- **SHORT EXERCISE**: The records below are to be quoted in full; please keep every word exact.

- **ENTRIES SUPPLIED**:
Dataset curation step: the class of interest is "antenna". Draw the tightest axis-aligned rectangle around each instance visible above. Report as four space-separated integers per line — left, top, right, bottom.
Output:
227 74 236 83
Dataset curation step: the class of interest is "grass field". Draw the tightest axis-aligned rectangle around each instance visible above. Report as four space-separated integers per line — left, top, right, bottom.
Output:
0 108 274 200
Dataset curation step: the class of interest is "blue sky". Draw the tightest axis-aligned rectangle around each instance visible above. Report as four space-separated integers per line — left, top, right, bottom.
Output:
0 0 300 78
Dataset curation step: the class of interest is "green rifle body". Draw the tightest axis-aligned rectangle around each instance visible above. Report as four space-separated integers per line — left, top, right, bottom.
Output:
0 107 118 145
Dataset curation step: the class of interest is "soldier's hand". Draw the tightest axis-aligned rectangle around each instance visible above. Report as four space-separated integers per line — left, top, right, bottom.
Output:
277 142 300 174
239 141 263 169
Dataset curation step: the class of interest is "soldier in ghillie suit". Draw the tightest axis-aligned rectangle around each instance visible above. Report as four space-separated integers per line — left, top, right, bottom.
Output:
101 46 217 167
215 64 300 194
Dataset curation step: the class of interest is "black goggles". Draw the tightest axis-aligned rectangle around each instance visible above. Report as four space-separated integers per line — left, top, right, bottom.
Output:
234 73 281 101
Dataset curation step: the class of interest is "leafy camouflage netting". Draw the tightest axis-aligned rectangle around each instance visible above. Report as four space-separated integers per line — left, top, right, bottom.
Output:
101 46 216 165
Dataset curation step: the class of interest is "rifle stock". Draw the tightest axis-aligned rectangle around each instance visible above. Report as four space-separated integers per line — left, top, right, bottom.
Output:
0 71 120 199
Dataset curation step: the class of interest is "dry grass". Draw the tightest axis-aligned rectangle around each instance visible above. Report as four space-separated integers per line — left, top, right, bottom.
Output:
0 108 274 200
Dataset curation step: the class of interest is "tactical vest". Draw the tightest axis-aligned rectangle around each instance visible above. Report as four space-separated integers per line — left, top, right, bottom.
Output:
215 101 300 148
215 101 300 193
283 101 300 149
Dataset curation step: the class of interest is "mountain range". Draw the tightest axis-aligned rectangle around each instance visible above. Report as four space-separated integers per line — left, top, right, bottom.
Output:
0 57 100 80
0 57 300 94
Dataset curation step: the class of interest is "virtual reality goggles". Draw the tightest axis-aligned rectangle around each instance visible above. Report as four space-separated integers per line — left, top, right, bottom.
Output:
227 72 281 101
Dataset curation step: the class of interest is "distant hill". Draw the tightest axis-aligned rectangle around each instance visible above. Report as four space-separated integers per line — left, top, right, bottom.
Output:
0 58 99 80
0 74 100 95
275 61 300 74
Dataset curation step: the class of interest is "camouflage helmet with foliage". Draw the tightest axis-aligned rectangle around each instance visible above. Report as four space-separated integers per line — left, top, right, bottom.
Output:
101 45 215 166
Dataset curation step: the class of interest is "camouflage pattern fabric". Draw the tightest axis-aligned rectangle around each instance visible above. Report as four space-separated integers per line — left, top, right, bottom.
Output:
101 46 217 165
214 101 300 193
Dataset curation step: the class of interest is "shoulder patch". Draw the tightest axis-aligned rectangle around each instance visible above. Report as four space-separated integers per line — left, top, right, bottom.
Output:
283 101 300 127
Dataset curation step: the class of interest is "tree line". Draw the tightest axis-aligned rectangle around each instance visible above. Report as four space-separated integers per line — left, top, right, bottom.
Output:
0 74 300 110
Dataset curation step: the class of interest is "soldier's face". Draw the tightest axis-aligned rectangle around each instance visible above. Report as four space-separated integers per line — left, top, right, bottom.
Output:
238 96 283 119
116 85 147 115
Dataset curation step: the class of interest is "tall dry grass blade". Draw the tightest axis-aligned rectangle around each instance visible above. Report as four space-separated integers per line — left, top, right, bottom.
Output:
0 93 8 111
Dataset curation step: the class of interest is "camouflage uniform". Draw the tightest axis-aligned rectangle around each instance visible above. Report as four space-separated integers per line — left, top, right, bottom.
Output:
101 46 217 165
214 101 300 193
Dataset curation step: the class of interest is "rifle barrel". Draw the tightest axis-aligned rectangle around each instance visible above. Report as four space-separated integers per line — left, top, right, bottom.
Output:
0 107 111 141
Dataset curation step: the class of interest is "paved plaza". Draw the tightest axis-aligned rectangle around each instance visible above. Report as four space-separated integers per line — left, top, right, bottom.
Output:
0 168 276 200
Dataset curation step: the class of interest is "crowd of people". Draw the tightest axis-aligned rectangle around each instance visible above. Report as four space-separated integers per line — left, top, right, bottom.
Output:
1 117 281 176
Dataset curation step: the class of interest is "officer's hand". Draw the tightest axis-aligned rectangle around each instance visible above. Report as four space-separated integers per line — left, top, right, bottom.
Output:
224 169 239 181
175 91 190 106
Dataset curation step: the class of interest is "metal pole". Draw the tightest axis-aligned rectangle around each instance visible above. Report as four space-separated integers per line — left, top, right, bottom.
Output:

- **EXERCISE SOLUTION**:
Dataset curation step: the class of interest is "antenna". Draw the tightest axis-aligned rectangle around each instance visible above. Report as four space-separated integers per line — left, top, right, bottom.
Output:
227 74 236 83
Dataset curation step: the class of interest is "grass field". Draw the tightest axis-aligned rectangle around each instance visible above. Report as four space-separated integers per line — left, top, right, bottom.
Output:
0 108 274 200
Dataset curation step: the class of interest is "blue sky". Draw the tightest axis-aligned rectangle around each instance visible above. Report as four space-separated integers per line — left, top, right, bottom.
Output:
0 0 300 78
Dataset curation step: the class of interest is "green rifle body". Draw the tightest axis-aligned rectangle around each instance visible above. Report as four space-separated integers per line — left, top, right, bottom.
Output:
0 107 118 145
Dataset curation step: the class of interest is "soldier's hand". Draw the tightest axis-aligned rectangle around each instance visible above. Report as four space-separated integers per line — left, top, right, bottom.
Output:
277 142 300 174
239 141 263 169
Dataset curation step: the class of interest is "soldier in ghillie suit". Draw the tightest axis-aligned rectangle around each instance visible above. Report as four space-separated integers per line — left, top, right, bottom.
Output:
101 46 217 167
215 64 300 194
Dataset curation step: the class of interest is "black goggles". Draw the tightest axis-aligned rectangle around each instance visible above. Report as four space-separated integers per line — left, top, right, bottom.
Output:
234 73 281 101
Dataset curation step: the class of interest is "leafy camouflage netting". Draw the tightest axis-aligned rectangle around each instance visible above. Report as four space-separated integers per line — left, top, right, bottom.
Output:
101 46 216 165
Dataset curation step: the class of interest is "rifle stock". Draw the tightest axis-aligned rectangle around each instance visible above. Report as four space-separated integers per line — left, top, right, bottom.
Output:
0 71 120 199
Dataset curation step: the class of interest is "dry grass". Draw the tightest axis-aligned rectangle around each instance visible above. Report as four space-separated integers per line — left, top, right, bottom.
Output:
0 108 274 200
Dataset curation step: the class of interest is "tactical vest". Draw the tightest axis-aligned rectangle around each instance visible above. Report as four space-separated integers per line — left, top, right, bottom.
Output:
215 101 300 148
215 101 300 193
283 101 300 149
Dataset curation step: the class of interest is "mountain range". Draw the tightest axis-aligned rectangle around each instance visible above. Report as four space-separated integers per line — left, top, right, bottom.
Output:
0 57 100 80
0 57 300 94
Dataset curation step: the class of interest is "virtual reality goggles". Draw the tightest axis-aligned rectangle around each instance visible above. Report as four space-separated integers per line — left, top, right, bottom.
Output:
227 72 281 101
Dataset curation step: the class of interest is "distant hill". Draw the tightest axis-aligned rectangle around each instance visible above. Report as four space-separated integers per line — left, top, right, bottom.
Output:
0 58 99 80
0 74 100 95
275 61 300 74
Dataset curation step: the class of interest is "camouflage helmet with foliage". Draw the tightest axis-aligned rectangle around each instance visible above. Report as four space-separated integers per line — left, top, right, bottom.
Output:
101 45 215 166
Dataset curation step: the class of interest is "camouflage pattern fabric". Draw the tightest axis-aligned rectangle around each instance visible above. Report as four space-separated integers per line — left, top, right, bottom.
Output:
101 46 217 165
214 101 300 193
Dataset curation step: the class of interest is "shoulder patch". Draw the tightest axis-aligned rectangle around each instance visible above. Report as four space-separated integers per line — left, top, right, bottom.
Output:
283 101 300 127
Dataset curation step: the class of interest is "tree line". Draw the tightest axis-aligned rectangle around each instance visible above. Report as four space-separated integers per line — left, top, right, bottom.
Output:
0 74 300 110
Dataset curation step: the class of interest is "soldier's face". Draw the tightest axis-aligned rectangle around each instance visible above. Report as four space-separated integers per line — left, top, right, bottom.
Output:
238 96 283 119
116 85 147 115
Dataset curation step: the class of interest is "tall dry grass blade". Draw the tightest axis-aligned rectangle around each instance visible above. Report as four space-separated integers per line — left, top, right, bottom.
Output:
0 93 8 111
Dataset curation step: the class of interest is "camouflage uniform". Draw the tightest axis-aligned rectangle around each instance visible above. Report as four space-separated integers per line — left, top, right, bottom.
Output:
101 46 217 165
214 101 300 193
Dataset curation step: the class of interest is "rifle barrel". Draw the tightest axis-aligned rectangle around each instance visible above. Report as four space-separated integers per line — left, top, right, bottom.
Output:
0 107 111 141
Dataset curation step: the class of interest is "paved plaza". Draw the tightest axis-aligned rectangle around each instance visible above. Report as four space-separated integers per line — left, top, right, bottom.
Output:
0 168 276 200
Dataset curation step: the class of interest is "crowd of people". Draw the tightest axis-aligned rectangle around each instance visible above. Report as four space-separated integers per line — left, top, right, bottom.
Output:
1 117 281 176
Dataset curation step: the class of interest is "officer's hand". Draw the tightest axis-aligned rectangle around each instance visible above. Report as four space-separated integers per line — left, top, right, bottom.
Output:
224 169 239 181
175 91 190 106
Dataset curation step: the class of interest is "metal pole". Draw the tightest axis-aligned rectangle around each instance visible above. Report as four space-separated integers per line — left, top, right, bottom.
Output:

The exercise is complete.